---------- Dataset records ----------
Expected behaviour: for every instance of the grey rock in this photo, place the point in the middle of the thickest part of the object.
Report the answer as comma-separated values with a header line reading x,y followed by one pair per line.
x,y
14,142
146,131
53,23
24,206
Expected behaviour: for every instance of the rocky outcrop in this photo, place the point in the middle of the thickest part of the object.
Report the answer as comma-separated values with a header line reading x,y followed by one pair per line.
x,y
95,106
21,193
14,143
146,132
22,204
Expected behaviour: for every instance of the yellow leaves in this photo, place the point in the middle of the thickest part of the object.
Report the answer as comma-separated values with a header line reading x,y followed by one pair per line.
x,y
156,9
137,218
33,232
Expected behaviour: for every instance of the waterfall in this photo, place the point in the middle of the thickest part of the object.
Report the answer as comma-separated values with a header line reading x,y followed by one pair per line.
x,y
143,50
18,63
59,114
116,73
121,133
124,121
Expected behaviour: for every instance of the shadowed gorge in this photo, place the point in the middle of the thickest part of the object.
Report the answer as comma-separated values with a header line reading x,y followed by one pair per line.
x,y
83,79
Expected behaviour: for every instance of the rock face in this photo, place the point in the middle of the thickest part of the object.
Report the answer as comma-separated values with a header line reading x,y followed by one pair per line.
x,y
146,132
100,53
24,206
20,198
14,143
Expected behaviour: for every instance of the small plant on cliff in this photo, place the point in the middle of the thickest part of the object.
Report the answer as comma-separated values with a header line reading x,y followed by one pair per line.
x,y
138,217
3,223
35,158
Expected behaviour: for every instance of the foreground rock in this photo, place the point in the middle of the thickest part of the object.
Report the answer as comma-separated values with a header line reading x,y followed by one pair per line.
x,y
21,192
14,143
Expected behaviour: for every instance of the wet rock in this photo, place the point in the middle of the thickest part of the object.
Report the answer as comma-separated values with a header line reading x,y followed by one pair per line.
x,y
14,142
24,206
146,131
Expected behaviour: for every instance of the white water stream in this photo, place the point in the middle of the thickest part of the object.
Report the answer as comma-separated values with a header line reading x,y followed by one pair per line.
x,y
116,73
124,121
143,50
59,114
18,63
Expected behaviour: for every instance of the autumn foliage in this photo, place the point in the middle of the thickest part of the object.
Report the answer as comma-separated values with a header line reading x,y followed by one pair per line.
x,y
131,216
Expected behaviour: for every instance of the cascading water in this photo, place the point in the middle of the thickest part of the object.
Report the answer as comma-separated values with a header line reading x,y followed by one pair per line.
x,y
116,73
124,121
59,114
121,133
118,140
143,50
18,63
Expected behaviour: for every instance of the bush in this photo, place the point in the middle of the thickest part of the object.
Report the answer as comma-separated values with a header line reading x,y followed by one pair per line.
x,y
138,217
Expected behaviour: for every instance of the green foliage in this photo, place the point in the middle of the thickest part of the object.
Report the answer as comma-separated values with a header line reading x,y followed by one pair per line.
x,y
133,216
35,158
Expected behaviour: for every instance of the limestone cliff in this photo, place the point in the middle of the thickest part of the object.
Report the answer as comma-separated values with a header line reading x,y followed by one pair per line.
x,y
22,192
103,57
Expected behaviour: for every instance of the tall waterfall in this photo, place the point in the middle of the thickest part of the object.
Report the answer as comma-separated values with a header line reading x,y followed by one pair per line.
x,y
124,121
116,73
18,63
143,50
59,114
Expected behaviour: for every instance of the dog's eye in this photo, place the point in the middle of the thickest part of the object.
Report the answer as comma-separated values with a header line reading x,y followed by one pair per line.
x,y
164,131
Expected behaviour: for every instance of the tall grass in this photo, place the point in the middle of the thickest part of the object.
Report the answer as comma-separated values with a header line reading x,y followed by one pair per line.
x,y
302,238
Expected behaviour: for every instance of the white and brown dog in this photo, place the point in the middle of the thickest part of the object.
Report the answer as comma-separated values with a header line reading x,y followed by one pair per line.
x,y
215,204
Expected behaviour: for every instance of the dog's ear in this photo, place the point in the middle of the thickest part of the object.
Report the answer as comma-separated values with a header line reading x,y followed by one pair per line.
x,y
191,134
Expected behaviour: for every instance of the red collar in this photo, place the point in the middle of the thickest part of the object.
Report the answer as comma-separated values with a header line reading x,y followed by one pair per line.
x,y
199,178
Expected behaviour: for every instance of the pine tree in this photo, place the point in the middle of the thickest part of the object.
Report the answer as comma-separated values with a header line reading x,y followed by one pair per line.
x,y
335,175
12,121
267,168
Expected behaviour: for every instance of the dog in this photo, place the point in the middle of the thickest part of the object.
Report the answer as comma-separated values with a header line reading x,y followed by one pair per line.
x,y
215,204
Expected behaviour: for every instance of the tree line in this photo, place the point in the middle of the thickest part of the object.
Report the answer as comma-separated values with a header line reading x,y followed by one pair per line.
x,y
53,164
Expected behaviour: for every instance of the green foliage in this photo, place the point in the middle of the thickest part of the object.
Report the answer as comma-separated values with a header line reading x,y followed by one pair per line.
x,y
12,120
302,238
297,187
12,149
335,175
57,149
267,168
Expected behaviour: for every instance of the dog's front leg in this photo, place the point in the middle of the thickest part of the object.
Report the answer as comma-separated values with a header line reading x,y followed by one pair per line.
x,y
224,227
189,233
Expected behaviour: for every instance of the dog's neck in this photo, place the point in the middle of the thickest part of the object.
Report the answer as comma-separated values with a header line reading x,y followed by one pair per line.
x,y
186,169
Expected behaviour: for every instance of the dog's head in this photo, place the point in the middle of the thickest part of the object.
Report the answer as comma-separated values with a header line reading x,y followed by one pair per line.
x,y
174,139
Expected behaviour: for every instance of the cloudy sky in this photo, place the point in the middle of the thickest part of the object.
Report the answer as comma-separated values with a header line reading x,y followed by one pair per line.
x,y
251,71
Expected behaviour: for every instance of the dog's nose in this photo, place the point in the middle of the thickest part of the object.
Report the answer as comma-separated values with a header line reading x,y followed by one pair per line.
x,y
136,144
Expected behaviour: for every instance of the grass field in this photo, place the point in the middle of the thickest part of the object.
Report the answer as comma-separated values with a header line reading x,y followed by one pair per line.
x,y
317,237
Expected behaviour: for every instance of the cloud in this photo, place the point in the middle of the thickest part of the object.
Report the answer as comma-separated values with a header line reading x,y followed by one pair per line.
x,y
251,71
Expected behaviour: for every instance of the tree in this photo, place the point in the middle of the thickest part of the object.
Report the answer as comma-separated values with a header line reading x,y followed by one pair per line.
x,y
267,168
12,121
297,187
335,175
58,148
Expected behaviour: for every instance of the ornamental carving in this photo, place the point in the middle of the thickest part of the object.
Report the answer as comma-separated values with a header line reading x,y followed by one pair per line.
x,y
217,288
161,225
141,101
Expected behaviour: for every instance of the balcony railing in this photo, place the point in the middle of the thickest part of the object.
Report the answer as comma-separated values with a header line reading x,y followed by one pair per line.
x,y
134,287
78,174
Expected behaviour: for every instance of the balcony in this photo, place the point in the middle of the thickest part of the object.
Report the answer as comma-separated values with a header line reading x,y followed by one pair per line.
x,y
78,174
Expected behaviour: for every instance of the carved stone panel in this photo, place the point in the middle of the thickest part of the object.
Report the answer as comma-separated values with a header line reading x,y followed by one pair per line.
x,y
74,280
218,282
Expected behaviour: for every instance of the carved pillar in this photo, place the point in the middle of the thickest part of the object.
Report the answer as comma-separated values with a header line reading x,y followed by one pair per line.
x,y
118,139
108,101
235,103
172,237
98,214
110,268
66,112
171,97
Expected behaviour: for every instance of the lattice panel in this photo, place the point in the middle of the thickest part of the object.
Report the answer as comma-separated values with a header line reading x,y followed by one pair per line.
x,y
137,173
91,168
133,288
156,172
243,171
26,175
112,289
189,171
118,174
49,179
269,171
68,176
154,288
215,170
----------
What needs to be done ▸ Write out the entries above once more, without altering anything.

Output of the exercise ▸
Expected behaviour: for every instance of the grey rock in this photo, place the point in the middle of the thickest part of the object.
Report the answer as comma-separated values with a header line reading x,y followed by one pair per line.
x,y
14,142
146,131
53,23
24,206
Expected behaviour: for every instance of the rocky outcrop in this photo, place the point in the middle of the thickest part of the object.
Report the answer as comma-separated values with a header line reading x,y followed by one pair per line.
x,y
95,106
21,193
14,143
146,132
22,204
Expected behaviour: for every instance of the yellow leaves in this photo, place the point in the middle of the thickest part of the object.
Report the answer as comma-separated values with a header line reading x,y followed by one pair per line.
x,y
156,9
137,218
33,232
Expected behaviour: for every instance of the waterfall in this photo, place the point in the middle of the thickest part of the object.
Report the answer as comma-separated values with a header line reading x,y followed by one pair per line.
x,y
143,50
18,63
59,114
116,73
121,133
124,121
Expected behaviour: for every instance of the shadowed gorge in this photo, place the point in the middle of the thickest part of the object.
Report the answer as comma-separated values with a header line reading x,y followed by one pair per line.
x,y
83,79
Expected behaviour: for every instance of the rock face in this photo, place the point in the middle of the thickest part of the object.
Report the answer as comma-separated values with a header line reading x,y followed by one pair per line.
x,y
146,132
100,53
24,206
20,198
14,143
Expected behaviour: for every instance of the small plant on cliff in this photo, place the point in the middle of the thickest part of the object.
Report the answer as comma-separated values with a header line reading x,y followed by one pair per line.
x,y
138,217
3,223
35,158
Expected behaviour: for every instance of the foreground rock in this photo, place the point in the middle of the thickest part of the object.
Report the answer as comma-separated values with a header line reading x,y followed by one pair per line.
x,y
21,192
14,143
Expected behaviour: for every instance of the wet rock in this photo, place the point in the middle of the thickest part of the object.
Report the answer as comma-separated values with a header line reading x,y followed by one pair per line.
x,y
14,142
24,206
146,131
Expected behaviour: for every instance of the white water stream in this photo, place the point in the middle of the thickest part of the object.
Report the answer as comma-separated values with a header line reading x,y followed by one pair per line.
x,y
116,73
124,121
143,50
59,114
18,63
Expected behaviour: for every instance of the autumn foliage in this photo, place the point in the middle of the thickest part of the object.
Report the answer as comma-separated values with a header line reading x,y followed by one pair per line.
x,y
131,216
Expected behaviour: for every instance of the cascading water in this photo, place the point in the middle of the thickest part of the object.
Report the answer as comma-separated values with a header line reading x,y followed by one pair per line.
x,y
116,73
124,121
59,114
121,133
118,140
143,50
18,63
Expected behaviour: for every instance of the bush in this photo, place the point in the middle of the thickest part of the object.
Report the answer as comma-separated values with a header line reading x,y followed by one pair per line.
x,y
138,217
Expected behaviour: for every instance of the green foliage in this photo, place the point in the middle of the thickest part of the object.
Report the answer as comma-separated values with a header line reading x,y followed by one pair per line.
x,y
133,216
35,158
Expected behaviour: for every instance of the limestone cliff in this photo, place the point in the middle of the thickest part of the object.
Report the answer as comma-separated values with a header line reading x,y followed by one pair per line.
x,y
22,192
103,57
Expected behaviour: for every instance of the tall waterfall in this photo, place the point in the middle of the thickest part of the object.
Report the answer as comma-separated values with a header line reading x,y followed by one pair per line.
x,y
124,121
116,73
18,63
143,50
59,114
Expected behaviour: for every instance of the dog's eye in this photo, place the point in the middle of the thickest part of the object.
Report the answer as comma-separated values with a header line reading x,y followed by one pair per line.
x,y
164,131
Expected behaviour: for every instance of the tall grass in this photo, place the point in the middle of the thickest part of the object.
Report the answer as comma-separated values with a header line reading x,y followed by one pair per line.
x,y
302,238
Expected behaviour: for every instance of the white and brown dog in this photo, place the point in the middle of the thickest part of the object.
Report the answer as comma-separated values with a header line reading x,y followed by one pair per line.
x,y
215,204
Expected behaviour: for every instance of the dog's ear in this photo, place the point in the middle of the thickest part of the object.
Report the answer as comma-separated values with a header line reading x,y followed by one pair per line.
x,y
191,134
Expected behaviour: for every instance of the red collar in this photo, place the point in the middle of the thickest part of the object.
Report the answer as comma-separated values with a header line reading x,y followed by one pair per line.
x,y
199,178
Expected behaviour: for every instance of the pine tree in this photo, place the point in the middle of the thickest part of the object.
Report the answer as comma-separated values with a header line reading x,y followed by one pair per line.
x,y
335,175
12,121
267,168
Expected behaviour: for every instance of the dog in this photo, place the point in the middle of the thickest part of the object.
Report the answer as comma-separated values with a header line reading x,y followed by one pair per line.
x,y
215,204
Expected behaviour: for every instance of the tree line in this photo, place the point in the middle of the thickest part of the object.
Report the answer as comma-separated values with a header line reading x,y followed by one pair per line.
x,y
53,164
Expected behaviour: for every instance of the green foliage in this photo, place the point in the middle of the thickest part of the object.
Report the answer as comma-separated values with a header line reading x,y followed by one pair per line.
x,y
12,120
302,238
297,187
12,149
335,175
57,149
267,168
Expected behaviour: for every instance of the dog's front leg in this photo, place the point in the middle of the thickest part of the object.
Report the answer as comma-separated values with a header line reading x,y followed by one pair per line.
x,y
224,227
189,233
Expected behaviour: for every instance of the dog's neck in this photo, place the point in the middle of the thickest part of the object.
Report the answer as comma-separated values with a header line reading x,y followed by one pair per line.
x,y
186,169
Expected behaviour: for every instance of the dog's head in this photo, place the point in the middle of the thickest part of the object.
Report the answer as comma-separated values with a header line reading x,y followed by one pair per line.
x,y
174,139
Expected behaviour: for every instance of the cloudy sky in this photo, place the point in the middle of the thickest part of the object.
Report the answer as comma-separated values with a header line reading x,y followed by one pair per line.
x,y
251,71
Expected behaviour: for every instance of the dog's nose in this photo, place the point in the middle of the thickest part of the object.
Report the answer as comma-separated values with a header line reading x,y followed by one pair per line.
x,y
136,144
Expected behaviour: for every instance of the grass field in this photo, place the point in the middle of the thickest part of the object.
Report the answer as comma-separated values with a header line reading x,y followed by one pair per line.
x,y
317,237
Expected behaviour: for every instance of the cloud in this photo, place the point in the middle of the thickest part of the object.
Report the answer as comma-separated values with a header line reading x,y followed by one pair per line.
x,y
251,71
Expected behaviour: for every instance of the tree in this photo, place the point in the middle of the thickest part of the object.
Report the answer as comma-separated values with a header line reading x,y followed by one pair per line.
x,y
267,168
12,121
297,187
335,175
58,148
Expected behaviour: for every instance of the ornamental carving in this photo, place the point in the middle of the thickest part of the object.
Report the answer as comma-separated values with a header line reading x,y followed by one pair per line.
x,y
217,288
161,225
141,101
Expected behaviour: for every instance of the balcony railing in this photo, place the point in the middle of the thickest part of the object.
Report the answer as comma-separated values with a header line reading x,y followed by one pair per line.
x,y
134,287
78,174
Expected behaviour: for every instance of the balcony in this photo, place the point in the middle of the thickest part of the object.
Report the answer as comma-separated values with a header line reading x,y followed by one pair per line.
x,y
78,174
Expected behaviour: for every instance of the carved stone panel in this photo, place the point in the middle of the thickest part of the object.
Report the answer as comma-separated values with a header line reading x,y followed by one pair per line.
x,y
74,280
218,282
Expected behaviour: for every instance of the carved pillar in this photo, place the point in the middle of the thickest part of the object.
Report the answer as comma-separated values with a header line reading x,y followed by one pair per line.
x,y
118,139
108,101
235,103
172,237
98,214
110,268
66,112
171,97
Expected behaviour: for every instance of the lattice panel in this photo, place the point in the middle of the thickest part of the object.
Report the answer as comma-separated values with a header line reading x,y followed by one pair per line.
x,y
137,173
91,168
133,288
156,172
243,171
26,175
112,289
189,171
118,174
49,179
269,171
68,176
154,288
215,170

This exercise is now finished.